Problem description: Take the part that opens with the line containing "Query: fingernail" and closes with the line containing "18 430 175 450". Replace every "Expected output format" in it with "Sample output format", leave everything else unchanged, give back only those lines, and omit the pictures.

====== Exercise input ======

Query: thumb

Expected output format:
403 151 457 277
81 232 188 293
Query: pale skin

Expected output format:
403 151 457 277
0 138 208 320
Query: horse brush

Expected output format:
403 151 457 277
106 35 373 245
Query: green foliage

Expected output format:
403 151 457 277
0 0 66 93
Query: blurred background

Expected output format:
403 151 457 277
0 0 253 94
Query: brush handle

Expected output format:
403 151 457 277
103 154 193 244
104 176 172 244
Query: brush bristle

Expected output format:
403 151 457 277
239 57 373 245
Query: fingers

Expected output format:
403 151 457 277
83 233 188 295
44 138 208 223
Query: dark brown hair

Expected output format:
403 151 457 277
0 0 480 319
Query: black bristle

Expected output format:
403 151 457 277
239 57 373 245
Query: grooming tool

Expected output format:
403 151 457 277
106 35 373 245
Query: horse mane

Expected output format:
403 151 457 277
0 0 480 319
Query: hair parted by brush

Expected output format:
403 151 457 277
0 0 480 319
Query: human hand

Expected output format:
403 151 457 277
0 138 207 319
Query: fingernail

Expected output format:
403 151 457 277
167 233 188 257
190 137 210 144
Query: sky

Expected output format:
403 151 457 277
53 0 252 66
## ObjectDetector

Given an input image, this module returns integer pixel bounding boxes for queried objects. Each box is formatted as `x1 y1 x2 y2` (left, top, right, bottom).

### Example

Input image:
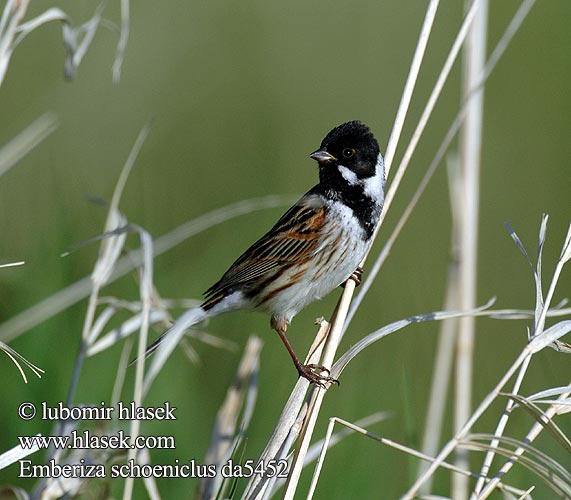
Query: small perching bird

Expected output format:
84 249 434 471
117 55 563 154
146 121 385 385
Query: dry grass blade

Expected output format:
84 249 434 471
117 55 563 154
0 260 26 269
113 0 131 83
529 320 571 353
459 434 571 498
123 226 154 500
0 434 41 470
0 113 58 176
331 299 495 378
0 195 295 342
478 382 571 500
501 389 571 453
200 337 262 499
86 309 169 357
242 319 329 500
63 2 106 78
306 412 389 500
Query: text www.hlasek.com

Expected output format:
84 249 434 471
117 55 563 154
18 430 175 450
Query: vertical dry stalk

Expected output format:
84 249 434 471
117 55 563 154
452 0 488 500
283 0 439 499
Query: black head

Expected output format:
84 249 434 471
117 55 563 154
310 121 380 179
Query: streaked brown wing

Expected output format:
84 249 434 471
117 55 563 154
205 194 325 298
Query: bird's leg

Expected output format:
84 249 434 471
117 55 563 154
341 266 363 288
271 318 339 389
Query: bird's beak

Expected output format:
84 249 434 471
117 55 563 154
309 149 337 163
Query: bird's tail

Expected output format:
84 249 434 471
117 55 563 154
135 306 213 394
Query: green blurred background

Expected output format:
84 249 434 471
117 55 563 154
0 0 571 498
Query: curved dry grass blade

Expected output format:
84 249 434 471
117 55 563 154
331 299 495 378
0 195 295 342
0 260 26 269
458 434 571 498
500 389 571 453
242 319 329 500
113 0 131 83
0 113 58 176
0 342 44 384
123 226 154 500
0 434 41 470
86 309 169 357
200 337 262 499
528 320 571 353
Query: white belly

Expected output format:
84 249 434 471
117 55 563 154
263 202 370 323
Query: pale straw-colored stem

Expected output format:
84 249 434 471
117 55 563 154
283 0 439 499
452 0 488 500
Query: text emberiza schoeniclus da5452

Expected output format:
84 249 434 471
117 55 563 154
146 121 385 385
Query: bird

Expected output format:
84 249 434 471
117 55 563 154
145 120 385 387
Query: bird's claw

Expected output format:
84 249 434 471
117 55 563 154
297 364 339 389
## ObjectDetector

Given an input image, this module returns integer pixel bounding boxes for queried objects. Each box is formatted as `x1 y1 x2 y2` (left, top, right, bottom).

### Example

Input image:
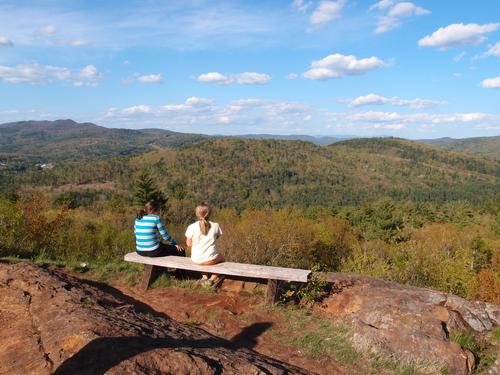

======

Reply to the exercise:
Query: fingernail

Sample output format:
403 151 457 277
167 233 188 257
190 137 210 144
Query: sky

Sample output format:
403 151 457 277
53 0 252 66
## ObjectDetector

Given an input image, this module returns integer pixel bounding boxes for queried objects. Each box is formatted as `x1 y1 x2 y2` (left, top, right, bottom).

### Example

Input image:
Query: small perching bird

Sample output format:
84 249 434 471
117 55 563 154
146 121 385 385
Query: dry grass blade

Sample output format:
84 249 434 471
117 55 563 154
0 260 26 269
113 0 131 83
529 320 571 353
459 434 571 498
123 226 154 500
0 434 41 470
0 113 58 176
331 299 495 378
0 195 295 342
478 382 571 500
501 389 571 453
200 337 262 499
86 309 169 357
242 319 329 500
63 2 106 78
306 412 389 500
Query: text www.hlasek.com

Sample output format:
84 249 434 471
117 55 563 154
18 430 175 450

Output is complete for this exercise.